■ Instructions to follow: Quote each line exactly, from the line that contains "Where can the woman's nose" down to the last line of the listing, and no other lines.

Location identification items
________________________
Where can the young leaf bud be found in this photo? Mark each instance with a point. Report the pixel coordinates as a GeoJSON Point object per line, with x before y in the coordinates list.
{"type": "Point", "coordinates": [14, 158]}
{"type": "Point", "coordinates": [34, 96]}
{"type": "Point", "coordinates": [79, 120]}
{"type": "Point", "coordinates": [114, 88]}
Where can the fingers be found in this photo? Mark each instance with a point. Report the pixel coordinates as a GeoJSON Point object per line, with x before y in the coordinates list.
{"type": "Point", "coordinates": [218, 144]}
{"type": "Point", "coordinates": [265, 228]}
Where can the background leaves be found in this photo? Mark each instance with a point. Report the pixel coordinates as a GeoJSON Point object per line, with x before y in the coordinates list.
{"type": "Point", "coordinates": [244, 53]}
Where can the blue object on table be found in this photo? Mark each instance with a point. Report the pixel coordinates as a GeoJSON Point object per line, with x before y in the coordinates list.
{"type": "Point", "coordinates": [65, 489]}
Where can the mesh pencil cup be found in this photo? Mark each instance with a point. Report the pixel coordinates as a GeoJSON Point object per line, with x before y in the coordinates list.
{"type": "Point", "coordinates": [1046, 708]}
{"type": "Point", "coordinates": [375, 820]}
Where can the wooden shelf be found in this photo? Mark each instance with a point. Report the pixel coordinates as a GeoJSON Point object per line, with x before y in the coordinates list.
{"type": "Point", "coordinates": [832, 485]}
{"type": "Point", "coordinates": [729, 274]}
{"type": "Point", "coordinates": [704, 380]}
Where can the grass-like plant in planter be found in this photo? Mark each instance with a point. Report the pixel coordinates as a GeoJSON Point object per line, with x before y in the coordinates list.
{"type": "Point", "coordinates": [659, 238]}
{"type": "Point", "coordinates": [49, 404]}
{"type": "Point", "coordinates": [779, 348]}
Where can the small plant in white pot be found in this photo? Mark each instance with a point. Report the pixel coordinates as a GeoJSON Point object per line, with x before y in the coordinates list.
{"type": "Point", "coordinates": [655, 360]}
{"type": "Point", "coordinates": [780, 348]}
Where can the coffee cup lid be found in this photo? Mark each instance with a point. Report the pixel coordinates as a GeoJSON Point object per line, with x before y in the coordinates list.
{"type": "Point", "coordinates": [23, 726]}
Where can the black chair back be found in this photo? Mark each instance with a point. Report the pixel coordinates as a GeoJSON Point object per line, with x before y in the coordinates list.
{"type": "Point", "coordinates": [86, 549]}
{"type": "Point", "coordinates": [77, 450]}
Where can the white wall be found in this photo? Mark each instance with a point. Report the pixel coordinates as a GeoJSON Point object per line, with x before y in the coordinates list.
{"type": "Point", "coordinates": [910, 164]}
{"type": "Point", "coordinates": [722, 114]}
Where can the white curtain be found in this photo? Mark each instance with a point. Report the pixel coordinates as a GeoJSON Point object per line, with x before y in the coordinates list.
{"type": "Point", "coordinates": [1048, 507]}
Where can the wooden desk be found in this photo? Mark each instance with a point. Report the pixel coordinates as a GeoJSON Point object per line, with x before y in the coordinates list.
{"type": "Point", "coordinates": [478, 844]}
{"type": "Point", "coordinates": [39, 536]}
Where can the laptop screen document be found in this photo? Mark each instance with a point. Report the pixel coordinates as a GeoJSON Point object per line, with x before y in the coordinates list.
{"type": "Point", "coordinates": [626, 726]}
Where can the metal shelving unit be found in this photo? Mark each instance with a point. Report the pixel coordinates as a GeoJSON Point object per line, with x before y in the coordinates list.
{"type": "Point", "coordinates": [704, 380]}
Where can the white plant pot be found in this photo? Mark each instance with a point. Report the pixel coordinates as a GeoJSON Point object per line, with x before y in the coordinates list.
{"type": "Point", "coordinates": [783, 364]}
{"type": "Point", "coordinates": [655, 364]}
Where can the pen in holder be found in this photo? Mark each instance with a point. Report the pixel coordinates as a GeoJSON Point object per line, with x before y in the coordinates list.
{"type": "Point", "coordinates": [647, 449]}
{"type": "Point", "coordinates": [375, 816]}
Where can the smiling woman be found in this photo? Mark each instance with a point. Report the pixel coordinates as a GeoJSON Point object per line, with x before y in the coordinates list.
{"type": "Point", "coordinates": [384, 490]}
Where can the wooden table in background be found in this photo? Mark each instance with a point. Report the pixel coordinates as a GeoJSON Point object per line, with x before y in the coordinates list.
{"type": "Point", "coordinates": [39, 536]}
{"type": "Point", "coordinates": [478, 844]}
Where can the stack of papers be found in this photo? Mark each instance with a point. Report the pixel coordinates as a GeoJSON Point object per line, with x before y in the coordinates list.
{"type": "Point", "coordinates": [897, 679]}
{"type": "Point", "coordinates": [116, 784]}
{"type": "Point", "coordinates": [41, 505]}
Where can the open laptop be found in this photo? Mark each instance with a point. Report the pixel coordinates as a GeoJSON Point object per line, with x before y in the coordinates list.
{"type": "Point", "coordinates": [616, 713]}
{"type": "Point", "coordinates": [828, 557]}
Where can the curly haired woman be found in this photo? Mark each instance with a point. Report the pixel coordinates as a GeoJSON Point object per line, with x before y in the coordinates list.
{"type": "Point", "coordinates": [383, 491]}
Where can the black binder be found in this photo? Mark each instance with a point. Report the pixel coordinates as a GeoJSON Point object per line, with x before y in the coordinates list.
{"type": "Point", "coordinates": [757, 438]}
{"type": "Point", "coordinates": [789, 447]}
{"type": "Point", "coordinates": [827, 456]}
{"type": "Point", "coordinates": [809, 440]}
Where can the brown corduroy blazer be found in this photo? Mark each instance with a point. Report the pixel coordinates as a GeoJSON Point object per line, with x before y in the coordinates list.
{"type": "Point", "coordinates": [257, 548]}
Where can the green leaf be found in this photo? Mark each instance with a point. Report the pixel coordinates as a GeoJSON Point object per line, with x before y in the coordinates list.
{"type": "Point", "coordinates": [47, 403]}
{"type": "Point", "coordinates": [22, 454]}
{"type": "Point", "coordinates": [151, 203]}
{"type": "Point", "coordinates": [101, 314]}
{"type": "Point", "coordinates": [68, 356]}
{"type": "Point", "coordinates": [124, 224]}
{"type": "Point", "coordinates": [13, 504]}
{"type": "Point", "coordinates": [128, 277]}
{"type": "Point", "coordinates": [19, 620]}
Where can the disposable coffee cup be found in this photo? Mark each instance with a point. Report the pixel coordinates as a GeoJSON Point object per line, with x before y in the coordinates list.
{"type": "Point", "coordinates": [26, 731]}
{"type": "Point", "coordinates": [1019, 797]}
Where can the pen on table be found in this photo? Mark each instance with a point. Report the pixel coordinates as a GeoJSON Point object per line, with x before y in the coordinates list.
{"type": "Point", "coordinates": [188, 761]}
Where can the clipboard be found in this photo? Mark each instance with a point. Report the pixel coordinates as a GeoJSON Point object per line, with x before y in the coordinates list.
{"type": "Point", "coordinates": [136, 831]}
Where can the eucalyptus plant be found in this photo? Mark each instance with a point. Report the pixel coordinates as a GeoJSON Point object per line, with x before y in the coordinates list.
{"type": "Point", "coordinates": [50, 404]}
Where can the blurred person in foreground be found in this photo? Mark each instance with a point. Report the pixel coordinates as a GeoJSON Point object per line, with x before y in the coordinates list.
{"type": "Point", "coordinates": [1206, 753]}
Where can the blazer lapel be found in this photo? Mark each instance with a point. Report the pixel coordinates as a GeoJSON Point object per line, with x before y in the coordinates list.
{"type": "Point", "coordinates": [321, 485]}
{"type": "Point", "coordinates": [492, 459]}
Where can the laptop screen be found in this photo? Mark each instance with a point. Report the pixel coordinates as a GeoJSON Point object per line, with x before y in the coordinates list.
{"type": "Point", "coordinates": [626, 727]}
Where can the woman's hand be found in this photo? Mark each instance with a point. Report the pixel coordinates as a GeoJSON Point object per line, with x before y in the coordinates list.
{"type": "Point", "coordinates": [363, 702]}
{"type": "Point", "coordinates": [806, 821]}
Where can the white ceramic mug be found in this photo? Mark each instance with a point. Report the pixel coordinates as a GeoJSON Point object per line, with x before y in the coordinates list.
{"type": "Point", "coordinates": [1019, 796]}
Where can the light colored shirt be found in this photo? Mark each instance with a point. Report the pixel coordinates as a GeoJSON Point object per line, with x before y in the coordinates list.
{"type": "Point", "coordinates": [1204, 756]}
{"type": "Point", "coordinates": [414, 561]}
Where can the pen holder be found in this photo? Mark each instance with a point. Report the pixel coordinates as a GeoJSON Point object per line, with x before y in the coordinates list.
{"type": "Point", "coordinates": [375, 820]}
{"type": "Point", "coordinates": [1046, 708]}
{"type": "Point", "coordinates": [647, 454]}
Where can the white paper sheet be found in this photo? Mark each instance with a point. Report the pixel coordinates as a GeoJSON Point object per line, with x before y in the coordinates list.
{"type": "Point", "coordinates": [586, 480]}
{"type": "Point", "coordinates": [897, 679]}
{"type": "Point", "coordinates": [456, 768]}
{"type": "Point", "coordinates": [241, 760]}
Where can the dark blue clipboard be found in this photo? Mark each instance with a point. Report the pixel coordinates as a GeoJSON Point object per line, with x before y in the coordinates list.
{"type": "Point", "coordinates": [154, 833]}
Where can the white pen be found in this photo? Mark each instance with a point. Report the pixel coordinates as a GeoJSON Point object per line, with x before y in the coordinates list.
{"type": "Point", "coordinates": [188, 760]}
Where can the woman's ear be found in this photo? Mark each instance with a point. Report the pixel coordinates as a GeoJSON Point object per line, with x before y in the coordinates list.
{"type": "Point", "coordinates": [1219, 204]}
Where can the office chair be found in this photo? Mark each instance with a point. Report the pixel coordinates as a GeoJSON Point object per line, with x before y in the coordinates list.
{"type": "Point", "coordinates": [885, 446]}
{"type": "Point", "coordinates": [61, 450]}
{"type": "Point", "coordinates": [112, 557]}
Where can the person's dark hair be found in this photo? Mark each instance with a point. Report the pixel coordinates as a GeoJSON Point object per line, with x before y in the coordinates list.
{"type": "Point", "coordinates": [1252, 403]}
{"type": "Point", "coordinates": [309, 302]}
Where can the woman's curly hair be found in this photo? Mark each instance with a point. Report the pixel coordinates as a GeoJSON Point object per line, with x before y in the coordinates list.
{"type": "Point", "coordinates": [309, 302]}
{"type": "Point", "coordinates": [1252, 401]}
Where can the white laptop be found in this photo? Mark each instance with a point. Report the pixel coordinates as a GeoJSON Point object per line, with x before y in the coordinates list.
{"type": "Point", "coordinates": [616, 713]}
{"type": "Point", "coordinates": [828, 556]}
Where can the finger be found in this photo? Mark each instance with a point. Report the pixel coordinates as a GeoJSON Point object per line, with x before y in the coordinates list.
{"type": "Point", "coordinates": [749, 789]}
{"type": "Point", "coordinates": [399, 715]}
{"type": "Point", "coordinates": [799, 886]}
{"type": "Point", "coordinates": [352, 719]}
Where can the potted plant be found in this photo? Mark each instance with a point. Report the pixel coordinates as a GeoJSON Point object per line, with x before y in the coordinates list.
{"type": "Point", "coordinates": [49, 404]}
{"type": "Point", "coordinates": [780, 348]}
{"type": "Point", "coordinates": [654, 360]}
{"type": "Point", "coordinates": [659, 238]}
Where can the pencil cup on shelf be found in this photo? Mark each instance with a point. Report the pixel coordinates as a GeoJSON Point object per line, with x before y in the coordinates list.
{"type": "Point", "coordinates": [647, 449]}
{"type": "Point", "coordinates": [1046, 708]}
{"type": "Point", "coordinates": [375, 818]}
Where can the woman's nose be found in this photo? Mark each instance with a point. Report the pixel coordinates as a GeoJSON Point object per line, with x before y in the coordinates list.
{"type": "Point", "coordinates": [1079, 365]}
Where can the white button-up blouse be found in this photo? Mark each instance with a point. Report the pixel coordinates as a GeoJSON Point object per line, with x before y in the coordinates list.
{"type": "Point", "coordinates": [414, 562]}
________________________
■ Answer:
Where can the woman's nose be found in this photo? Mark each instance with a point. Report the pixel coordinates as a GeoJSON Point object per line, with x before y in the coordinates list.
{"type": "Point", "coordinates": [1079, 365]}
Where can the white button-up blouse be found in this photo? Mark each instance with a point. Report the pixel coordinates as a GeoJSON Point object per line, with x before y in the coordinates list.
{"type": "Point", "coordinates": [414, 562]}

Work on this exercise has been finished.